TASK INSTRUCTIONS :: Copy out, word for word, everything in the entries from the line containing "the dog's hind" down to the line containing "109 181 L 112", with both of those lines included.

Collected data:
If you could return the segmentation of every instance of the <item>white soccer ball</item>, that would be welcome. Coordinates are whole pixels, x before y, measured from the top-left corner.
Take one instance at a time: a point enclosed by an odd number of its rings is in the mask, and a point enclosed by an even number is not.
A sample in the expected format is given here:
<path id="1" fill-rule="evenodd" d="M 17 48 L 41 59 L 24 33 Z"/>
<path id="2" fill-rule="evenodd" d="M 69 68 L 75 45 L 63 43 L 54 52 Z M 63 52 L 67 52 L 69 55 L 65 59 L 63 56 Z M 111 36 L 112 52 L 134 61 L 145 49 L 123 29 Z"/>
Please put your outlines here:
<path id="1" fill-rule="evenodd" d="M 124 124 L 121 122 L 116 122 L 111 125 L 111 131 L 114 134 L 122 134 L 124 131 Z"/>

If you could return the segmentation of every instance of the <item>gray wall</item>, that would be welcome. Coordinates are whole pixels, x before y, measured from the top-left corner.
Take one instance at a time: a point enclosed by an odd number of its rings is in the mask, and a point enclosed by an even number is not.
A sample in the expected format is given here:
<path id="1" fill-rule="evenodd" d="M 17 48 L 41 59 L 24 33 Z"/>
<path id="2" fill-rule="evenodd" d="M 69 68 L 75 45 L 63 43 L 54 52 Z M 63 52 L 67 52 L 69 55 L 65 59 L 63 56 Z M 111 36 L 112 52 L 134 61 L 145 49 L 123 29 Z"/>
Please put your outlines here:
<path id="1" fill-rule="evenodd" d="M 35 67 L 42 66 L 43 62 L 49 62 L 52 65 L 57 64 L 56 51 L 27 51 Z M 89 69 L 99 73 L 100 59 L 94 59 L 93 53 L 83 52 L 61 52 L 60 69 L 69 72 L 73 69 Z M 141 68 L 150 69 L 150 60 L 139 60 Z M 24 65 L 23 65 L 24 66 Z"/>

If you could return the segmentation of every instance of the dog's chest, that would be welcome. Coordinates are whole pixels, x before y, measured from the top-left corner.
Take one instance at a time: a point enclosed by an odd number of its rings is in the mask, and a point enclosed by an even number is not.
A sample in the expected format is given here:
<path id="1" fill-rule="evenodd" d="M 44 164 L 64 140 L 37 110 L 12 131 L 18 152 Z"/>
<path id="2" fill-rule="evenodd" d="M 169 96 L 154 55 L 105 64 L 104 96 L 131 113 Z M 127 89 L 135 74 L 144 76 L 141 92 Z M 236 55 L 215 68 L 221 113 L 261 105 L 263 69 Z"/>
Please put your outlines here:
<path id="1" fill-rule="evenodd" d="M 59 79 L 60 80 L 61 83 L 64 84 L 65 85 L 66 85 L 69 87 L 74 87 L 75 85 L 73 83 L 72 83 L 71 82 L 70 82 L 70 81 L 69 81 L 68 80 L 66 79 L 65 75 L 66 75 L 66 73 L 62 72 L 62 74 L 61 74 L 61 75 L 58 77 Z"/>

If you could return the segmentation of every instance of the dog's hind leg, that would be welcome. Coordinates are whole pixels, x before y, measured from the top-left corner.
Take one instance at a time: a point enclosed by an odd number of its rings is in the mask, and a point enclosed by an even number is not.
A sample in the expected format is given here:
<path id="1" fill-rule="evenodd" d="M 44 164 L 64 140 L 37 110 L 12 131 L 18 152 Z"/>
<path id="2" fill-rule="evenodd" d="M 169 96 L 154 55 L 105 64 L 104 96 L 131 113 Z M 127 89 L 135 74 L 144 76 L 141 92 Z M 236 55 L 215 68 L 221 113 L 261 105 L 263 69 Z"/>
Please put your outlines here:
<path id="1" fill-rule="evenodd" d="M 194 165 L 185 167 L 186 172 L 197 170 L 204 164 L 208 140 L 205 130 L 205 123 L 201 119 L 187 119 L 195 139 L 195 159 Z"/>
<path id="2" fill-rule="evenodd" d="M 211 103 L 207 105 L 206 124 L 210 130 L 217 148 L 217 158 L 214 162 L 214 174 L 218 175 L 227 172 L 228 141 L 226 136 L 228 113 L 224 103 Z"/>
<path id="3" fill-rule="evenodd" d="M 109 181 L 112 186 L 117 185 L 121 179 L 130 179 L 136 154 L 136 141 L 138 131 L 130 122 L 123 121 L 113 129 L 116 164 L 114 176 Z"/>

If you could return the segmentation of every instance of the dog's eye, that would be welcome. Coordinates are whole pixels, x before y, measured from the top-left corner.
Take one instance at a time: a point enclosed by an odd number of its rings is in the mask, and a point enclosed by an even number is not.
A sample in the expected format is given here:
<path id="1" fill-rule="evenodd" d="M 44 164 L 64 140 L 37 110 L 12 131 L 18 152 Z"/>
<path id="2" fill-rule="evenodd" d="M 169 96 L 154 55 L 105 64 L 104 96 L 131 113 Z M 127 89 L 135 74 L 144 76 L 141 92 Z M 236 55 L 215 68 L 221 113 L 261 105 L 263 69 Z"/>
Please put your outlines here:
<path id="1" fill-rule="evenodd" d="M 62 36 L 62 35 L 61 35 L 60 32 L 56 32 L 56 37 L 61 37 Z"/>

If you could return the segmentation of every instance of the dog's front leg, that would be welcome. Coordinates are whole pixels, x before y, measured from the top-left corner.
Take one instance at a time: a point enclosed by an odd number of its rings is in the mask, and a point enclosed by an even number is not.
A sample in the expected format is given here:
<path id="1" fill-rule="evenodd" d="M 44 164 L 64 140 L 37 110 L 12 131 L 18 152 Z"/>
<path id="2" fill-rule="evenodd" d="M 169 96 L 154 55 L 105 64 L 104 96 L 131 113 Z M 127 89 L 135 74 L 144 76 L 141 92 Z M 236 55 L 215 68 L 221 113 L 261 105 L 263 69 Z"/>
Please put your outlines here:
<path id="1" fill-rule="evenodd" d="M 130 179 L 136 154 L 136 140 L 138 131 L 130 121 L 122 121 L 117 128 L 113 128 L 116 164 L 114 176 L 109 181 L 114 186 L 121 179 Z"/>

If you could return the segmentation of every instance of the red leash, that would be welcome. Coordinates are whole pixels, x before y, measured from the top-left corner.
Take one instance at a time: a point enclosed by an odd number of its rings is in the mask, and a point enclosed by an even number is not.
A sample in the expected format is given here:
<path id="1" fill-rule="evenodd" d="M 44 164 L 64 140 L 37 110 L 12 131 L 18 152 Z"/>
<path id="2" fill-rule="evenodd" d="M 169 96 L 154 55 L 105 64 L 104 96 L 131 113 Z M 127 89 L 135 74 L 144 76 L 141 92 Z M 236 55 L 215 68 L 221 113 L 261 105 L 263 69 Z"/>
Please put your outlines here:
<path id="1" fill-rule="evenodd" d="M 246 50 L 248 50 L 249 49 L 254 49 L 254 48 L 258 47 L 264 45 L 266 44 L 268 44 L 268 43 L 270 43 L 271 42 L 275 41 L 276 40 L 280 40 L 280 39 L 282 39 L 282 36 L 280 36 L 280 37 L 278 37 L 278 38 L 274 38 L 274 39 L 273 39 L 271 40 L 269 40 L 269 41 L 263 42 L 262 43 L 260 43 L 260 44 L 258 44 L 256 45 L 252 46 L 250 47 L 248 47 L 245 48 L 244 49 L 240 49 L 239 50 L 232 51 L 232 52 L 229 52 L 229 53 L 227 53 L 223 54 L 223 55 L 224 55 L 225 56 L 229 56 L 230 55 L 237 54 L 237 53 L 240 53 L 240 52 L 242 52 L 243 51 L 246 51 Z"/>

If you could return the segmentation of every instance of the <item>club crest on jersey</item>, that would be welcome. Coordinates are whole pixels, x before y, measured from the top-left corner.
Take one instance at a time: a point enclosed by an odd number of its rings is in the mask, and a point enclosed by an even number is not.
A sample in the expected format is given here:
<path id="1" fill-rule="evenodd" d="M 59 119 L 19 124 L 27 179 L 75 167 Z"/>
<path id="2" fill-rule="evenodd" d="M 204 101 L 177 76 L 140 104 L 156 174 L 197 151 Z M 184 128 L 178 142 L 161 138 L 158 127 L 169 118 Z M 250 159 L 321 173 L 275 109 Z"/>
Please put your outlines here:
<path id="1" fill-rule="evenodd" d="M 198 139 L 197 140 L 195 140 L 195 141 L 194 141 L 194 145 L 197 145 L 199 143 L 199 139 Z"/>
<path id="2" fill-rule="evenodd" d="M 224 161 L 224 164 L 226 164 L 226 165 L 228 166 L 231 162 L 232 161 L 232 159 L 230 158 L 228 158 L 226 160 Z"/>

CORRECT RESULT ::
If you could return the segmentation of every instance of the dog's hind leg, that would be welcome. Coordinates are whole pixels, x before y, measured from the top-left corner.
Take one instance at a time: a point enclosed by an odd number of its rings is in the mask, and a point enclosed by an even number is not.
A sample in the expected format is given here:
<path id="1" fill-rule="evenodd" d="M 44 164 L 64 140 L 37 110 L 12 131 L 18 152 Z"/>
<path id="2" fill-rule="evenodd" d="M 169 96 L 154 55 L 105 64 L 104 96 L 131 113 Z M 127 89 L 135 74 L 144 76 L 141 92 Z M 236 55 L 215 68 L 221 113 L 261 105 L 263 69 Z"/>
Please put your outlines here:
<path id="1" fill-rule="evenodd" d="M 194 165 L 185 167 L 186 172 L 197 170 L 204 164 L 208 140 L 205 130 L 205 123 L 201 119 L 187 119 L 195 139 L 195 159 Z"/>
<path id="2" fill-rule="evenodd" d="M 211 103 L 207 105 L 206 124 L 210 130 L 217 148 L 217 158 L 214 162 L 214 174 L 218 175 L 227 172 L 228 141 L 226 136 L 228 113 L 224 103 Z"/>
<path id="3" fill-rule="evenodd" d="M 109 181 L 112 186 L 117 185 L 121 179 L 130 179 L 136 154 L 136 141 L 138 131 L 130 122 L 123 121 L 113 129 L 116 164 L 114 176 Z"/>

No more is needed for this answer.